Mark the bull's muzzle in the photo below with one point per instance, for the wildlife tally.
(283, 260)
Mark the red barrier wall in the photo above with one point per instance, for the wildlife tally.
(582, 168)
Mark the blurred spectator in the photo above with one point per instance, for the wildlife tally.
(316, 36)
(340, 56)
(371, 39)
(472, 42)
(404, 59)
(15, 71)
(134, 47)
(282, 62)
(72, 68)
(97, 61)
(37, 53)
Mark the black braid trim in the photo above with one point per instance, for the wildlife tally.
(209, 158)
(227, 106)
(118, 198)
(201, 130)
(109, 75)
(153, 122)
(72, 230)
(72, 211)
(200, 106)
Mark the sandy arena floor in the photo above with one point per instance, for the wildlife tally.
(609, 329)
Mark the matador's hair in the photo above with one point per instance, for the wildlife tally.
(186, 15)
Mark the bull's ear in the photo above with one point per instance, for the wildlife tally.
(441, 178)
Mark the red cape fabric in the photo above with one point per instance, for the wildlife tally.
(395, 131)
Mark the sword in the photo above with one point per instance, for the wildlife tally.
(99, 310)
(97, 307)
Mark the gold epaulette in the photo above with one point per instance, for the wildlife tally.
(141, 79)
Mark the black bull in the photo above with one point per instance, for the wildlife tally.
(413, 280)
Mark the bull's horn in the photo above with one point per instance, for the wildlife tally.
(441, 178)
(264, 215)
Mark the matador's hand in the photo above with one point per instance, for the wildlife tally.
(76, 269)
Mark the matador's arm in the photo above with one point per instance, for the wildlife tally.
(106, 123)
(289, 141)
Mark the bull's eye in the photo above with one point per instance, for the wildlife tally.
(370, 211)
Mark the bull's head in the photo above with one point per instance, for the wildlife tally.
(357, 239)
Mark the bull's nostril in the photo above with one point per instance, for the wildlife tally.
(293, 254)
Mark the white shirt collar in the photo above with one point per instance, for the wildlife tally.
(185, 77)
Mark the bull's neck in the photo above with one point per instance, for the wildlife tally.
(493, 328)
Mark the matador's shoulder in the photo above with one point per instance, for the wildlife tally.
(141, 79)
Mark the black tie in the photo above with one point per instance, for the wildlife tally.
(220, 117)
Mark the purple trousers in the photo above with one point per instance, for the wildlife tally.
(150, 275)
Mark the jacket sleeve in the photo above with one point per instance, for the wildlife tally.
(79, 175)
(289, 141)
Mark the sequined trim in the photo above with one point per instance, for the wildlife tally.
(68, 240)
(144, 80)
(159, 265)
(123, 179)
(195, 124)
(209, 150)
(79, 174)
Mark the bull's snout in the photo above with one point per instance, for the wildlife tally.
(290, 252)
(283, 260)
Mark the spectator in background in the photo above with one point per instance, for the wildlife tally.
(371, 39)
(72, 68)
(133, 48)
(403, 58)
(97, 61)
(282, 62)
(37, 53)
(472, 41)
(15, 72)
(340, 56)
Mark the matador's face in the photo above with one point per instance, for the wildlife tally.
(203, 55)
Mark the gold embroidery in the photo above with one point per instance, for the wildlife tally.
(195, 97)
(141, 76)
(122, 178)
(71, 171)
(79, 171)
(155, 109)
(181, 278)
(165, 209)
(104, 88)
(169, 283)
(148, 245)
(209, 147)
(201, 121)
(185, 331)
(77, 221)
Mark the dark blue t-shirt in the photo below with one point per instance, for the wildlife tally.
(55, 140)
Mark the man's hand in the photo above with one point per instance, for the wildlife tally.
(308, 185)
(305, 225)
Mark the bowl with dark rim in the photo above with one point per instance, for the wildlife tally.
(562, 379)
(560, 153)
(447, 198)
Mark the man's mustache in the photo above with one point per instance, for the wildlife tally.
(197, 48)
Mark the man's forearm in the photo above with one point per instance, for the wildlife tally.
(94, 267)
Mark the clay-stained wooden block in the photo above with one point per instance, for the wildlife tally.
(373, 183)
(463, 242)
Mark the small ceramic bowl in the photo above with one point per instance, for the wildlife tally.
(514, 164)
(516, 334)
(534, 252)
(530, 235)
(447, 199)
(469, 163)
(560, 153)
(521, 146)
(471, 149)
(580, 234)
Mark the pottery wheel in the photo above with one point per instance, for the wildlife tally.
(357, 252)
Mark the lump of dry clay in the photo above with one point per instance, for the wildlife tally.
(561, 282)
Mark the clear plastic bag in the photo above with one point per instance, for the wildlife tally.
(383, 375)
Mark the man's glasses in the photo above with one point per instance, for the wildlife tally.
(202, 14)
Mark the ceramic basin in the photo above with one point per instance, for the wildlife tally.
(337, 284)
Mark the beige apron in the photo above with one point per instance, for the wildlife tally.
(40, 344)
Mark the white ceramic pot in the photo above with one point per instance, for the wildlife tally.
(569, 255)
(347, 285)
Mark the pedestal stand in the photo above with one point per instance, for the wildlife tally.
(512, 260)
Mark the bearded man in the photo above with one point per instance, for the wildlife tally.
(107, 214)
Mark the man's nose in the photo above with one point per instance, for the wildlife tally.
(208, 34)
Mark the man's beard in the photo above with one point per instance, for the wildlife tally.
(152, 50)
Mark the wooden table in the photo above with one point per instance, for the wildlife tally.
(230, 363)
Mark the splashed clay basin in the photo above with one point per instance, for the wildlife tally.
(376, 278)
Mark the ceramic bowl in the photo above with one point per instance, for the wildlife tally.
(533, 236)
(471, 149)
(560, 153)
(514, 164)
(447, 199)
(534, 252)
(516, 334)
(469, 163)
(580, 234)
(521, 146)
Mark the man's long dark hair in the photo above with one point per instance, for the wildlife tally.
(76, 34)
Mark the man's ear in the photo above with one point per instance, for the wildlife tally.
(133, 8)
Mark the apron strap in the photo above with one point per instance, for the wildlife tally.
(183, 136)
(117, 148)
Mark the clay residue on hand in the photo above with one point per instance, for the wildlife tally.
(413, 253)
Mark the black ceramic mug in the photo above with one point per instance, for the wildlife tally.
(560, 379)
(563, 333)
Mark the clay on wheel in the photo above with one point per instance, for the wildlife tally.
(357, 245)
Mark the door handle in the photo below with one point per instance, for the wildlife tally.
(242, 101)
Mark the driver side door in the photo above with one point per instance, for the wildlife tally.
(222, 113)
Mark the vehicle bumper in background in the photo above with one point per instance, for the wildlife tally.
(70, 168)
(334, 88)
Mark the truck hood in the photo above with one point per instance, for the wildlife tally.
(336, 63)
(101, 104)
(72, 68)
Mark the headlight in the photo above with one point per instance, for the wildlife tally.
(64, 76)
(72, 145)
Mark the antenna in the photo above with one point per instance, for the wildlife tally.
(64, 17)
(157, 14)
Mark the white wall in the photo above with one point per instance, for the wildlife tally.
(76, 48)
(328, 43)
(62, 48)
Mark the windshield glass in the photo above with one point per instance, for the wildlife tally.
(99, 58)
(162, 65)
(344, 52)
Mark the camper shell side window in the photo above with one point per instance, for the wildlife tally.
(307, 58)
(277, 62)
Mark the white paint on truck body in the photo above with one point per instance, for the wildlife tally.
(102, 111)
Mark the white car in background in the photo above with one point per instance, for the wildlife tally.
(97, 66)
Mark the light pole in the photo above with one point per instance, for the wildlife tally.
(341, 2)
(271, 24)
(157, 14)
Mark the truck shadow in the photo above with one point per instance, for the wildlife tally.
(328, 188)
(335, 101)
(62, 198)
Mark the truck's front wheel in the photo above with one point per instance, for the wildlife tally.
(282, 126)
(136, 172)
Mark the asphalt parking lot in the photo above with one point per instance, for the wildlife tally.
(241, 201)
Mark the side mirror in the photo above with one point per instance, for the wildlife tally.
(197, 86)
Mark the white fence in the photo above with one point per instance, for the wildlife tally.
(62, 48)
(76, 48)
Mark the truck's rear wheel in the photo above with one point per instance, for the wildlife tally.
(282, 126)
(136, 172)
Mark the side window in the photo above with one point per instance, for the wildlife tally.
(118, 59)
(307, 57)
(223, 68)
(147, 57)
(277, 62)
----------------
In the listing above, find the line containing "Mark the truck hood", then reproduce it and each line after it through the end, exactly and with nothing added.

**EXERCISE SOLUTION:**
Mark the truck hood in the photo above with one point per instance, for the wildlife tally.
(336, 63)
(101, 104)
(72, 68)
Mark the headlight in the photo above with one point per instance, for the wildlife tally.
(64, 76)
(72, 145)
Mark the antenna in the photo above with one point per instance, for the wildlife tally.
(64, 17)
(157, 14)
Mark the white wall in the photo above with one point per instance, for the wildlife tally.
(76, 48)
(328, 43)
(62, 48)
Mark the windshield glass in the photo above with one point per instance, for the wildlife tally.
(99, 58)
(162, 65)
(344, 52)
Mark the camper shell side window in the photo above with one point per instance, for the wildlife tally.
(307, 58)
(277, 62)
Mark the white paint on truck body in the photo above with one point per instance, for the wildlife tally.
(102, 111)
Mark the white car in background in the photo above with one point per instance, for the wildlife tally.
(97, 66)
Mark the light pole in the photo above with one point per instance, for the wildlife tally.
(341, 2)
(271, 24)
(157, 14)
Mark the truck shadow in the photo above with one point per instance, for the wildlife tally.
(328, 188)
(335, 101)
(62, 198)
Mark the truck's front wheel in the photo above with one point per instance, for the wildlife tally.
(282, 126)
(136, 172)
Mark the asphalt parking lot in the photo above with one point per instance, for the wildlife tally.
(241, 201)
Mark the side mirror in the photo above with one point per instance, for the wildlife tally.
(197, 86)
Mark the white fence in the photo above with one point per instance, for the wildlife tally.
(62, 48)
(76, 48)
Mark the truck's rear wheel in the photo above with one point per instance, for the wildlife tally.
(282, 126)
(136, 172)
Mark the side window in the photo above with one point per instance, for the wildlife tally.
(118, 59)
(307, 57)
(223, 68)
(147, 57)
(277, 62)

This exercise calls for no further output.